- **Pointing and labeling entries**:
★ ★ ★

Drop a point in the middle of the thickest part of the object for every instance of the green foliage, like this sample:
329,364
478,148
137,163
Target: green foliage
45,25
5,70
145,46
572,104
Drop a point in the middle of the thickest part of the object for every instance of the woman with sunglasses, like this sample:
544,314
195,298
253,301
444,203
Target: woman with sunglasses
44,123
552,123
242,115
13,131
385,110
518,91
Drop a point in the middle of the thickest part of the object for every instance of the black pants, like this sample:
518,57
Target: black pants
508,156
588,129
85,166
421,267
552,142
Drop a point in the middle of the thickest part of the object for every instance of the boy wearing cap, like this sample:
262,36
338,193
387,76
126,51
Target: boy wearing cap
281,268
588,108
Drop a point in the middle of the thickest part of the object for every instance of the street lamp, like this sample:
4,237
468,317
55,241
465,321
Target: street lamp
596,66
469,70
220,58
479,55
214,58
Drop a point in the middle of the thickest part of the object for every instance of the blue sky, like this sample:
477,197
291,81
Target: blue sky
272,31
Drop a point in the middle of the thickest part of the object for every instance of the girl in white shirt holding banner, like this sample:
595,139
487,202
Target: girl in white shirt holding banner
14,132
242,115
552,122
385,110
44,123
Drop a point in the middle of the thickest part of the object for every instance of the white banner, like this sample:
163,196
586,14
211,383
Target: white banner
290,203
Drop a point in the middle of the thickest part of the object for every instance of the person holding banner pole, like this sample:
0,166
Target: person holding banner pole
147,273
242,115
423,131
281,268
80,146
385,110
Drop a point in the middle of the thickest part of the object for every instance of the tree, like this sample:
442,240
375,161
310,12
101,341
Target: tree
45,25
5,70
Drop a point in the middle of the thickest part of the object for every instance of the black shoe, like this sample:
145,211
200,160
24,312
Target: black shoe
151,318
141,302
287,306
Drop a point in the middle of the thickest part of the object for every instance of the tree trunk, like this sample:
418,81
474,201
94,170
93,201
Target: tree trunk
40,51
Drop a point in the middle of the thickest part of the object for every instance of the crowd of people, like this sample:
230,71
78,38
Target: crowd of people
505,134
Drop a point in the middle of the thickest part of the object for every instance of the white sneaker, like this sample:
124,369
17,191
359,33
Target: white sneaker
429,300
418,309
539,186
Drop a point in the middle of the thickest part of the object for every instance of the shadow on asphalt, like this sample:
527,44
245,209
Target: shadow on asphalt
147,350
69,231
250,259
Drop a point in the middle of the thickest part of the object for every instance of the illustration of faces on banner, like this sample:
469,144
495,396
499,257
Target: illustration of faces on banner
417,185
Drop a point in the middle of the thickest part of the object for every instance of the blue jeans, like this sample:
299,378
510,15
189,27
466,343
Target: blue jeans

★ ★ ★

- **Challenge**: Put each line of the data, from the one containing "blue jeans, like" down through the last line, into a JSON list of strings with one string per line, leaving out any blank lines.

- **Worked solution**:
[
  "Drop a point in the middle of the thickest part of the object for every instance of the blue jeans, like this sample:",
  "299,378",
  "510,15",
  "189,27",
  "466,343",
  "Target: blue jeans"
]